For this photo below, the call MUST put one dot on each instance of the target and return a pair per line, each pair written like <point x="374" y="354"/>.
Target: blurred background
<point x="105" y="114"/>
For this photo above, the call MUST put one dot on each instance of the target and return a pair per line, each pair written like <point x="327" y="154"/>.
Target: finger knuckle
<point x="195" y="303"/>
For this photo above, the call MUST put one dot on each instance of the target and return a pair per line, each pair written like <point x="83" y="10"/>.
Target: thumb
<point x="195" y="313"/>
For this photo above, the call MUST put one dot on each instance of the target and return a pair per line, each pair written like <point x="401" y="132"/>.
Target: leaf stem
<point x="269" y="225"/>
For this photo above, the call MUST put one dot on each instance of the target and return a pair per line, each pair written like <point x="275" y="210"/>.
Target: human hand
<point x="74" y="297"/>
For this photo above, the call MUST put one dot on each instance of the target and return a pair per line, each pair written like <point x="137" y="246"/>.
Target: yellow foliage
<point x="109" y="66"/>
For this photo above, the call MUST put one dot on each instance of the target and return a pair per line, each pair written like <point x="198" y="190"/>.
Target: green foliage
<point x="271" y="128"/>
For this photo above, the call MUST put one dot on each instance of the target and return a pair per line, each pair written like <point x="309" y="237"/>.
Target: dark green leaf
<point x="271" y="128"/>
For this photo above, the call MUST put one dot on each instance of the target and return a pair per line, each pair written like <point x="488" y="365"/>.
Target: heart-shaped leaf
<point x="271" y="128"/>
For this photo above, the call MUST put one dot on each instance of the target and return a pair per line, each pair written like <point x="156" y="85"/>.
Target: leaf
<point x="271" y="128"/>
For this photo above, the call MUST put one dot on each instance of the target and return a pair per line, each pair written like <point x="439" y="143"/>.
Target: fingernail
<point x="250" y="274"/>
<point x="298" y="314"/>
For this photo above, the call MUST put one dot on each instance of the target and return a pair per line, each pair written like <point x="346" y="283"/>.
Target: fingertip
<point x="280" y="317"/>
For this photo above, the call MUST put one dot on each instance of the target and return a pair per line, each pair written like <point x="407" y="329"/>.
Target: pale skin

*TO BE DONE*. Send back every record, precisely as written.

*OUTPUT FOR THIS TASK*.
For this photo below, the call MUST put one dot on each instance of the target and return a pair per line, each pair written like <point x="374" y="354"/>.
Target: blurred background
<point x="105" y="114"/>
For this photo above, the call MUST put one dot on each instance of the target and return a pair per line, each pair written like <point x="327" y="154"/>.
Target: finger knuckle
<point x="195" y="303"/>
For this photo above, the call MUST put one dot on each instance of the target and return a pair per line, each pair written like <point x="83" y="10"/>.
Target: thumb
<point x="195" y="313"/>
For this photo above, the call MUST put one dot on each instance of the target and return a pair per line, each pair written like <point x="401" y="132"/>.
Target: leaf stem
<point x="269" y="225"/>
For this photo above, the call MUST put one dot on each instance of the target and return a pair per line, each pair written like <point x="275" y="210"/>.
Target: human hand
<point x="74" y="297"/>
For this photo above, the call MUST put one dot on each instance of the target and return a pair per line, each pair written like <point x="137" y="246"/>.
Target: yellow foliage
<point x="109" y="66"/>
For this photo above, the call MUST put one dot on each instance of the target and return a pair per line, each pair written like <point x="198" y="190"/>.
Target: green foliage
<point x="271" y="128"/>
For this photo above, the call MUST put one dot on each instance of the target and return a pair per line, each pair written like <point x="309" y="237"/>.
Target: dark green leaf
<point x="271" y="128"/>
For this photo above, the call MUST put one dot on each instance of the target and return a pair per line, each pair written like <point x="488" y="365"/>.
Target: heart-shaped leaf
<point x="271" y="128"/>
For this photo above, the call MUST put one dot on each instance of the target and return a pair per line, each pair written like <point x="156" y="85"/>.
Target: leaf
<point x="271" y="128"/>
For this photo above, the call MUST put one dot on each instance of the target and return a pair per line, each pair written like <point x="439" y="143"/>.
Target: fingernail
<point x="250" y="274"/>
<point x="298" y="314"/>
For this photo above, the call MUST put one dot on each instance of the target and return a pair per line, each pair written like <point x="346" y="283"/>.
Target: fingertip
<point x="280" y="317"/>
For this photo above, the call MUST put one dot on each instance of the target and return a pair per line, each pair written like <point x="407" y="329"/>.
Target: pale skin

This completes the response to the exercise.